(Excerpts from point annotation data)
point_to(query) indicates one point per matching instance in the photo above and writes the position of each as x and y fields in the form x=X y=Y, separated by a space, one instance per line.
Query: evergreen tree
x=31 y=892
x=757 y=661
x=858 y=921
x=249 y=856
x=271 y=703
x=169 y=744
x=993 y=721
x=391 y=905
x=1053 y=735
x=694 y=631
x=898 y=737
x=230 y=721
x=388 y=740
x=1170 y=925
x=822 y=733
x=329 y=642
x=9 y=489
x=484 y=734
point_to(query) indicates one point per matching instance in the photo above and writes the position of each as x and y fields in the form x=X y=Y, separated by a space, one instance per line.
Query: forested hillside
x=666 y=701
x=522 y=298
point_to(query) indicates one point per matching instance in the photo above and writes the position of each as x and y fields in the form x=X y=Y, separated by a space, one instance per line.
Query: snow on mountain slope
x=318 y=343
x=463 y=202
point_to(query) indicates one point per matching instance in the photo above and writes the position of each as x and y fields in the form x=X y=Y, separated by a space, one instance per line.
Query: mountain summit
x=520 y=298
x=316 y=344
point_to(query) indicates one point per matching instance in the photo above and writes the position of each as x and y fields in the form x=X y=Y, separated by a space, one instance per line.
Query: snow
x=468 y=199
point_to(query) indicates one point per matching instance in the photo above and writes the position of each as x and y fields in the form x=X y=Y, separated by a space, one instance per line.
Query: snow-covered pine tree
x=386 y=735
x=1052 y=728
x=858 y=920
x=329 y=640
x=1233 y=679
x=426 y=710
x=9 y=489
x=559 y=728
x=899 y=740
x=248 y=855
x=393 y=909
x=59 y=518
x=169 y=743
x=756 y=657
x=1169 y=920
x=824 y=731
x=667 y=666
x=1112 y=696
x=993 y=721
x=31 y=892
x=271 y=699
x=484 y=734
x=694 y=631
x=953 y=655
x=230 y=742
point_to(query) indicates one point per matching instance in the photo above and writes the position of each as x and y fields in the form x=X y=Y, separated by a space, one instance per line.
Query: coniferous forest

• [Goal]:
Copy out all of the entries above word for word, without changing anything.

• [Exercise answer]:
point_to(query) indicates one point per matching instance in the photo above and writes the position of each as x and y fields in the form x=X y=Y, separated by a space, one instance per line.
Query: evergreen tree
x=31 y=892
x=757 y=661
x=858 y=921
x=249 y=856
x=271 y=703
x=169 y=744
x=993 y=721
x=391 y=905
x=1053 y=735
x=694 y=631
x=898 y=737
x=230 y=721
x=388 y=740
x=1170 y=925
x=822 y=733
x=329 y=642
x=9 y=489
x=484 y=734
point_to(query) indicates one point per matching instance in the photo above and writes the position of each as x and y fields in the form x=X y=Y, separated by a space, one instance per line.
Query: forested hillside
x=666 y=701
x=522 y=298
point_to(query) indicates one point per matching instance in the photo above and writes the position of each as x and y fields in the form x=X y=Y, separated by a space, one instance per line.
Query: snow on mountain slope
x=318 y=343
x=463 y=202
point_to(query) indicates one point per matching instance in the photo above and writes the position of each as x and y fields in the form x=X y=Y, separated by a space, one instance per line.
Query: mountain summit
x=520 y=298
x=316 y=344
point_to(query) indicates one point per matching instance in the photo above and writes the position of each as x and y fields in the form x=X y=Y, separated by a space, one instance per line.
Query: snow
x=468 y=199
point_to(query) indicates one point per matching instance in the photo above and writes the position of each as x and y fields in the form x=X y=Y, separated by a space, one instance per line.
Query: snow-covered pine tree
x=386 y=735
x=1052 y=728
x=858 y=920
x=329 y=640
x=1233 y=679
x=426 y=710
x=9 y=489
x=559 y=728
x=899 y=740
x=248 y=855
x=393 y=909
x=59 y=518
x=169 y=743
x=756 y=657
x=1169 y=920
x=824 y=731
x=667 y=666
x=1112 y=696
x=993 y=721
x=31 y=892
x=271 y=699
x=484 y=734
x=694 y=631
x=953 y=655
x=230 y=742
point_to(query) indicates one point per matching instance in the photo above and writes the position of each as x and y fields in the form x=X y=Y, separated by a space, one instance per line.
Query: coniferous forest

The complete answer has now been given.